Task:
Every line of the data, first to last, must be written out unchanged.

Provided data:

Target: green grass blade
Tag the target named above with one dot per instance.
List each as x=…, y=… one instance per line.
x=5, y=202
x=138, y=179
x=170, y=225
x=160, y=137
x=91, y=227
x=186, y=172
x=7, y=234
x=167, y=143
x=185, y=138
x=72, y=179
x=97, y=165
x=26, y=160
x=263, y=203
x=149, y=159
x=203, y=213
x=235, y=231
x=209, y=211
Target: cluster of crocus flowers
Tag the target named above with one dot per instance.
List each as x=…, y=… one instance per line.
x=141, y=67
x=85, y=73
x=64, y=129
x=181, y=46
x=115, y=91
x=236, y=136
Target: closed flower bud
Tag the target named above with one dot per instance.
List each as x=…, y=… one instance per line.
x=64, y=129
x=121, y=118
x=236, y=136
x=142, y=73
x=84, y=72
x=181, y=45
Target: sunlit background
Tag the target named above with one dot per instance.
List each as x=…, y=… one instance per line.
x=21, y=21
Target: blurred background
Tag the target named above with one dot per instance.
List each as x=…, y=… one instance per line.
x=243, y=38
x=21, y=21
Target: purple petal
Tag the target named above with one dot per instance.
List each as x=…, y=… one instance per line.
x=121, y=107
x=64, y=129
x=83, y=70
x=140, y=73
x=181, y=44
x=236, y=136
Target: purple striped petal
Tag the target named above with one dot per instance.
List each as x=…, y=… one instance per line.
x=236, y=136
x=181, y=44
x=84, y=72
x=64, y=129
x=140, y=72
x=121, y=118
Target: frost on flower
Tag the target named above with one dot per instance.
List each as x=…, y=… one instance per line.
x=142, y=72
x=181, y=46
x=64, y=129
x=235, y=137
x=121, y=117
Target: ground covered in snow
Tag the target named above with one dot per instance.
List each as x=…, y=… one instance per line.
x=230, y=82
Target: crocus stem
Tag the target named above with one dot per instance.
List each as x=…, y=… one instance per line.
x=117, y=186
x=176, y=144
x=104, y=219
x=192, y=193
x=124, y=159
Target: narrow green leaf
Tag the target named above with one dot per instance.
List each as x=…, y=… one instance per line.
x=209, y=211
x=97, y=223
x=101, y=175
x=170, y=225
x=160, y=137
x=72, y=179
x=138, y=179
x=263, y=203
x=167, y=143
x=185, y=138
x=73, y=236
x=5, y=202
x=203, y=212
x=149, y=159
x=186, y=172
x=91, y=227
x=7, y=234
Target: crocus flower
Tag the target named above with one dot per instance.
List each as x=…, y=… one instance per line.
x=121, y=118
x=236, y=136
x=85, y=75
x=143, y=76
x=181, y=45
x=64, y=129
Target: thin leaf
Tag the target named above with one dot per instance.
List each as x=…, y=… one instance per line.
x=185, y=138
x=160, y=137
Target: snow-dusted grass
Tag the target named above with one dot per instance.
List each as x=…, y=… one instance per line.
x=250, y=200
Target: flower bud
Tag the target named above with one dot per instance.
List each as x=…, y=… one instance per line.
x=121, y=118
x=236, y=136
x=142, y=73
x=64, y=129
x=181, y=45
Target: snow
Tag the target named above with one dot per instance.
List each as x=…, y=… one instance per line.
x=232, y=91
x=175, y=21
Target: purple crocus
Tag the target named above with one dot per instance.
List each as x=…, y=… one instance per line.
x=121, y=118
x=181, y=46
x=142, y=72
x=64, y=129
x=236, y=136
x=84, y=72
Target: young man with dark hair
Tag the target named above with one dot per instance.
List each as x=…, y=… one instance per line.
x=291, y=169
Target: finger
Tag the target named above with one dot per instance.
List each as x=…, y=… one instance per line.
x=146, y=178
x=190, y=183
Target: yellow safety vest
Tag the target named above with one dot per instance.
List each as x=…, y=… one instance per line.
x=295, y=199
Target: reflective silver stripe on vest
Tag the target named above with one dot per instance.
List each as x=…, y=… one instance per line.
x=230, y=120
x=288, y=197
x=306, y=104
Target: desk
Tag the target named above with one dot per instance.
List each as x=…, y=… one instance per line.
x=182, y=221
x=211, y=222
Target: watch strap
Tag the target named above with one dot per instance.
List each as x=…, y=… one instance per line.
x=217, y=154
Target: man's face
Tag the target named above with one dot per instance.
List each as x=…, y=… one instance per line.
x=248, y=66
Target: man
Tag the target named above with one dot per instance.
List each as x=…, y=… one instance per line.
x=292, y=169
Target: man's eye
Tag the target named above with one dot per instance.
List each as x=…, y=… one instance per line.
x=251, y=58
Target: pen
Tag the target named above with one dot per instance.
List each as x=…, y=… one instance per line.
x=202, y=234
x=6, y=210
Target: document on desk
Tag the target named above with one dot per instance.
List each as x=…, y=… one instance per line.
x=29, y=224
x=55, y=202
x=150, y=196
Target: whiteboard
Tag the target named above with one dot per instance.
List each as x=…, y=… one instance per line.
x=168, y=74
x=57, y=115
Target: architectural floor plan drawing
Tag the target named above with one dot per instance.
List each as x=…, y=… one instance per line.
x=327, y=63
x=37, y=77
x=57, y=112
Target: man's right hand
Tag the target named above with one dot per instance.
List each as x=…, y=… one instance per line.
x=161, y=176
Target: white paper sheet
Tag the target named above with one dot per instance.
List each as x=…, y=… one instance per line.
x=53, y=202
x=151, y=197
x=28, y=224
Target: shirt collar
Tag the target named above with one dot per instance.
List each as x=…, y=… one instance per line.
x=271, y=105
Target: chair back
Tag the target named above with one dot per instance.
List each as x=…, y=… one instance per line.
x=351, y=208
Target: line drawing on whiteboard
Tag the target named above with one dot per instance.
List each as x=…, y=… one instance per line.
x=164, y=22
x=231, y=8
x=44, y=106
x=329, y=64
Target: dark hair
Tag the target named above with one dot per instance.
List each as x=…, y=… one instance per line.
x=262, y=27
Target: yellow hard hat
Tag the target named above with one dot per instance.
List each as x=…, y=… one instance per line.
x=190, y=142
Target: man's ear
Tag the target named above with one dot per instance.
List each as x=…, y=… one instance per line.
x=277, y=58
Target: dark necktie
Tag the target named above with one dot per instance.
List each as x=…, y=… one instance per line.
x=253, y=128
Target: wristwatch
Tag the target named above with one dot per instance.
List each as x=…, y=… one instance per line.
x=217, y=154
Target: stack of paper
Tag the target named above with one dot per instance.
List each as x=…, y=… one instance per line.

Result for this exercise:
Target: green grass blade
Tag the target named above with one dot per instance.
List each as x=…, y=… one instance per line.
x=5, y=202
x=138, y=179
x=170, y=225
x=160, y=137
x=91, y=227
x=186, y=172
x=7, y=234
x=167, y=143
x=185, y=138
x=72, y=179
x=97, y=165
x=26, y=160
x=263, y=203
x=149, y=159
x=203, y=213
x=235, y=231
x=209, y=211
Target: cluster of crocus flowers
Tag the target named above with one dot per instance.
List each as x=…, y=… one instance per line.
x=141, y=67
x=85, y=73
x=64, y=129
x=181, y=46
x=115, y=91
x=236, y=136
Target: closed flower bud
Tag the target named above with one dot per instance.
List each as x=…, y=… one instance per line.
x=64, y=129
x=121, y=118
x=236, y=136
x=142, y=73
x=84, y=72
x=181, y=45
Target: sunlit background
Tag the target named above with one dot per instance.
List each as x=…, y=… one instance per line.
x=21, y=21
Target: blurred background
Tag the target named above with one dot per instance.
List each as x=…, y=… one instance per line.
x=243, y=38
x=21, y=21
Target: purple petal
Tag the target named above with one dot per instance.
List each as x=…, y=… one instance per line.
x=121, y=107
x=64, y=129
x=83, y=70
x=140, y=73
x=181, y=44
x=236, y=136
Target: purple striped petal
Tag the target named above with one dot per instance.
List each as x=…, y=… one instance per line.
x=236, y=136
x=181, y=44
x=84, y=72
x=64, y=129
x=140, y=72
x=121, y=118
Target: frost on flower
Tag the target named above with one dot per instance.
List each as x=…, y=… one instance per line.
x=142, y=72
x=181, y=46
x=64, y=129
x=235, y=137
x=121, y=117
Target: ground covered in snow
Tag the target named above with one dot per instance.
List each as x=…, y=… one instance per line.
x=230, y=82
Target: crocus stem
Tag the target named above with one dot per instance.
List each as x=…, y=… one instance per line.
x=117, y=186
x=176, y=144
x=104, y=219
x=192, y=193
x=124, y=159
Target: narrow green leaf
Tag the target named above with one dot per instance.
List each as x=…, y=… one instance per line.
x=209, y=211
x=97, y=223
x=101, y=175
x=170, y=225
x=160, y=137
x=72, y=179
x=138, y=179
x=263, y=203
x=167, y=143
x=185, y=138
x=73, y=236
x=5, y=202
x=203, y=212
x=149, y=159
x=186, y=172
x=91, y=227
x=7, y=234
Target: crocus flower
Tag the target named above with one dot per instance.
List each as x=…, y=… one instance per line.
x=121, y=118
x=236, y=136
x=85, y=75
x=143, y=76
x=181, y=45
x=64, y=129
Target: thin leaf
Tag the target named above with one dot per instance.
List each as x=…, y=… one instance per line.
x=185, y=138
x=160, y=137
Target: snow-dusted grass
Tag the target named above with one dot per instance.
List each as x=…, y=… one instance per line.
x=250, y=200
Target: flower bud
Tag the target named above with one dot per instance.
List each as x=…, y=… one instance per line.
x=121, y=118
x=236, y=136
x=142, y=73
x=64, y=129
x=181, y=45
Target: snow
Tag the target named above with one dot per instance.
List each as x=…, y=… one instance per line.
x=232, y=91
x=175, y=21
Target: purple crocus
Tag the target named above with one dot per instance.
List each as x=…, y=… one instance per line.
x=121, y=118
x=181, y=46
x=142, y=72
x=64, y=129
x=236, y=136
x=84, y=72
Target: young man with dark hair
Tag the target named above with one dot per instance.
List each as x=…, y=… one instance per line.
x=291, y=169
Target: finger
Tag the target named above with one dot per instance.
List each as x=…, y=… one instance per line.
x=146, y=178
x=190, y=183
Target: yellow safety vest
Tag the target named above with one dot per instance.
List each as x=…, y=… one instance per line.
x=295, y=199
Target: reflective silver stripe on vest
Tag the target named above with one dot per instance.
List each as x=…, y=… one instance per line.
x=230, y=120
x=288, y=197
x=306, y=104
Target: desk
Tag the target named above with one dot per instance.
List each as x=…, y=… one instance per line.
x=182, y=221
x=211, y=222
Target: watch strap
Tag the target named above with one dot per instance.
List each as x=…, y=… one instance per line.
x=217, y=154
Target: man's face
Tag the target named above with one dot per instance.
List each as x=…, y=… one instance per line.
x=248, y=66
Target: man
Tag the target named above with one dot per instance.
List each as x=…, y=… one instance per line.
x=292, y=169
Target: man's eye
Tag the target named above with one dot per instance.
List each as x=…, y=… one instance per line.
x=251, y=58
Target: pen
Tag the target named above with one dot per instance.
List each as x=…, y=… one instance per line.
x=202, y=234
x=6, y=210
Target: document on desk
Tag the target named above with one dot per instance.
List each as x=…, y=… one instance per line.
x=29, y=224
x=55, y=202
x=150, y=196
Target: whiteboard
Tag the target named above with one dot per instance.
List each as x=…, y=… one instance per line.
x=168, y=74
x=57, y=115
Target: architectural floor plan drawing
Tag the target named above with one dot per instance.
List each as x=…, y=… one instance per line.
x=327, y=63
x=37, y=77
x=57, y=112
Target: man's right hand
Tag the target named above with one dot per instance.
List each as x=…, y=… one instance per line.
x=161, y=176
Target: white paper sheet
Tag the target named above with one dot per instance.
List each as x=…, y=… one instance per line.
x=53, y=202
x=151, y=197
x=28, y=224
Target: shirt collar
Tag the target named above with one dot per instance.
List each as x=…, y=… one instance per line.
x=271, y=105
Target: chair back
Tag the target named above with one dot per instance.
List each as x=…, y=… one instance per line.
x=351, y=208
Target: line drawing on whiteboard
Tag the target named above with one dot per instance.
List each as x=…, y=… one instance per line.
x=164, y=22
x=231, y=8
x=44, y=106
x=329, y=64
Target: dark hair
Tag the target named above with one dot per instance.
List each as x=…, y=… one instance per line.
x=262, y=27
Target: yellow hard hat
Tag the target named above with one dot per instance.
List each as x=…, y=… one instance per line.
x=190, y=142
Target: man's ear
Tag the target named above with one dot per instance.
List each as x=…, y=… one instance per line.
x=277, y=58
Target: dark necktie
Tag the target named above with one dot per instance.
List each as x=…, y=… one instance per line.
x=253, y=128
Target: wristwatch
Tag the target named above with one dot per instance.
List each as x=…, y=… one instance per line.
x=217, y=154
Target: stack of paper
Tag the target named above with one dot per instance.
List each as x=…, y=… one instance per line.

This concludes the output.